Segment Start: DATA IN THIS EXERCISE
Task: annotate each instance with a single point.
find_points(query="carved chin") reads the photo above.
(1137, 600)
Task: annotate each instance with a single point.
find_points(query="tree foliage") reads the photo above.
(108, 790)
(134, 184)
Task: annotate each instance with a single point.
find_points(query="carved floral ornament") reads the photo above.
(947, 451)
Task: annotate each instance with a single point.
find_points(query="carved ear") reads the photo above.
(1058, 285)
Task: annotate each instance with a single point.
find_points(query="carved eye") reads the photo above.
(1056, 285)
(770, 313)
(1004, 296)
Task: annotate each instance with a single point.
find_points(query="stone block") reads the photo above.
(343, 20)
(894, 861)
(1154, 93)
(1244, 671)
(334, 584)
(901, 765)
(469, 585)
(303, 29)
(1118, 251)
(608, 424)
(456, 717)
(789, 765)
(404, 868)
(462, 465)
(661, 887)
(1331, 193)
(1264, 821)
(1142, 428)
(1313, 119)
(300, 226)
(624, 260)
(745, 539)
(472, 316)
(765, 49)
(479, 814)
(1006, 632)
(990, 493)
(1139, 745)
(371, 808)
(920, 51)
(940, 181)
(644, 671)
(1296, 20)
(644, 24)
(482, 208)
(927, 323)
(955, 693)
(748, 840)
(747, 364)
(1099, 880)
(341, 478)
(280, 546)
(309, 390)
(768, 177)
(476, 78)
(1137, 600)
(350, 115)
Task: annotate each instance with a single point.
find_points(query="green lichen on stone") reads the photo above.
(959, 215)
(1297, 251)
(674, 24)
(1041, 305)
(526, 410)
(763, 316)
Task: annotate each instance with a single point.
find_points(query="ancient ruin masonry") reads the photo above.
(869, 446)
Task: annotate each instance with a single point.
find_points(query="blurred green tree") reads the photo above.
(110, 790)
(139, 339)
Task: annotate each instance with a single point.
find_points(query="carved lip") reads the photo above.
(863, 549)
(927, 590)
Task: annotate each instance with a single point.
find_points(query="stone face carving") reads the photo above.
Segment End: DATA IN THIS EXERCISE
[WHAT IS NEEDED] All of the records above must be reproduced exactly.

[SOLUTION TO THIS PROBLEM]
Task: annotate each instance with a single point.
find_points(query="carved chin") reads the photo above.
(1137, 600)
Task: annotate each instance with a single point.
find_points(query="tree foliage") reads the photo above.
(108, 790)
(134, 184)
Task: annotate each instance with a single point.
find_points(query="carved floral ornament") reads the photo above.
(947, 451)
Task: annotate each instance with a single point.
find_points(query="carved ear") reads the photo above.
(1058, 285)
Task: annotate each instance with a single point.
find_points(query="carved eye") reads the photo above.
(1056, 285)
(770, 313)
(1004, 296)
Task: annotate each instance with a single point.
find_points(query="stone block") reads the photo above.
(343, 20)
(894, 861)
(1154, 93)
(1244, 671)
(334, 584)
(901, 765)
(469, 585)
(303, 29)
(1118, 251)
(608, 424)
(456, 717)
(789, 765)
(404, 868)
(462, 465)
(661, 887)
(1331, 193)
(1264, 821)
(1142, 428)
(1313, 119)
(300, 226)
(624, 260)
(745, 539)
(472, 316)
(765, 49)
(479, 814)
(1006, 632)
(990, 493)
(1139, 745)
(371, 808)
(920, 51)
(940, 181)
(644, 671)
(1296, 20)
(644, 24)
(482, 208)
(927, 323)
(955, 693)
(748, 840)
(747, 364)
(1099, 880)
(341, 478)
(280, 546)
(309, 390)
(768, 177)
(476, 78)
(1137, 600)
(350, 115)
Task: annotate each instance with a single point.
find_points(query="green lichen on stone") reads the photo above.
(959, 215)
(1297, 251)
(674, 24)
(1041, 305)
(526, 410)
(763, 316)
Task: annotate each instance with a single point.
find_points(query="ancient ruin masonry") reads the photo above.
(869, 446)
Task: annotate each instance with a single point.
find_points(query="blurred green tree") reads the photo above.
(110, 790)
(139, 339)
Task: annotate each instance with a single point.
find_points(query="carved lip") reads the photo above.
(863, 549)
(927, 590)
Task: annotate each instance with a single point.
find_points(query="stone face carving") reads the photo above.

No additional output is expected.